━━ Отрывок текста

В Херсоне Мамонт Дальский играл в трагедии Августа Стриндберга «Отец».

Одна сцена, где с особенной яркостью проявились и его могучий темперамент и блестящая актерская техника, не могла не стать для молодого любознательного актера самой лучшей школой. Герой Дальского, ротмистр, вел ссору с женой, не повышая голоса, приличными светскими интонациями, но в последний момент терял над собой власть и, когда жена поворачивалась, чтобы уйти, внезапно хватал со стола зажженную лампу и бросал в нее. Этот контраст ошеломлял публику.

Я тоже был потрясен. Несколько раз смотрел я этот спектакль, и лампа каждый раз пролетала в считанных сантиметрах от актрисы, никогда не задевая ее. Наверно, актриса волновалась, и однажды я услышал, как Дальский уговаривал:

— Умоляю вас, не бойтесь! И главное, ради бога, не оборачивайтесь! Тогда все будет в порядке. Не забывайте ни на секунду, что стоит вам оглянуться — и лампа угодит вам в голову!

Я понял тогда, что значит профессиональная актерская честность. Ведь Дальский мог бросить лампу и после ухода жены, но тогда зрители не почувствовали бы с такой остротой характер героя, атмосферу его жизни. Владение, казалось бы, необузданным грандиозным темпераментом и тщательность мастерства, точное понимание, что именно нужно для выразительности сцены, — вот что поразило меня тогда в его игре.

Мне было всего семнадцать лет, и соблазны жизни манили меня неудержимо, а тут еще мой веселый, общительный характер. И влюбчивость. Я влюблялся, мучительно влюблялся в красивых Девушек, да еще, как на грех, и сам им тоже не был противен. Тем не менее я не мог себе представить, что не приду раньше всех на репетицию или не досижу до конца всех сцен всех актеров — не только в тех спектаклях, в которых я должен был играть, но решительно во всех…

Молодежь, я говорю это специально для вас!

Почему я так делал? Я был любопытен, мне все было интересно, все доставляло необыкновенную радость. Но самое главное — уж очень мне хотелось скорее стать настоящим актером.

Память у меня была молодая, цепкая, и я всегда знал наизусть все роли, хотя пьесы менялись чуть не каждый день. Я знал не только роли, но и все музыкальные партии, потому что мог, как прикованный, часами сидеть у рояля, слушая, как их разучивают актеры, и мысленно пропевая их про себя. Так же я знал и все танцы всех оперетт — ведь танцевать я любил не меньше, чем петь, и еще в училище считался хорошим танцором.

Все это доставляло мне великую радость. И однажды сослужило хорошую службу.

━━━━

В какой пьесе Мамонт Дальский играл в Херсоне, согласно отрывку текста?

━━ Исходный материал

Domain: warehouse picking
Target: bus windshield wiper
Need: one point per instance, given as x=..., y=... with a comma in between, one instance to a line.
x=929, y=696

━━━━

--- Письменный ответ ---
В трагедии Августа Стриндберга «Отец».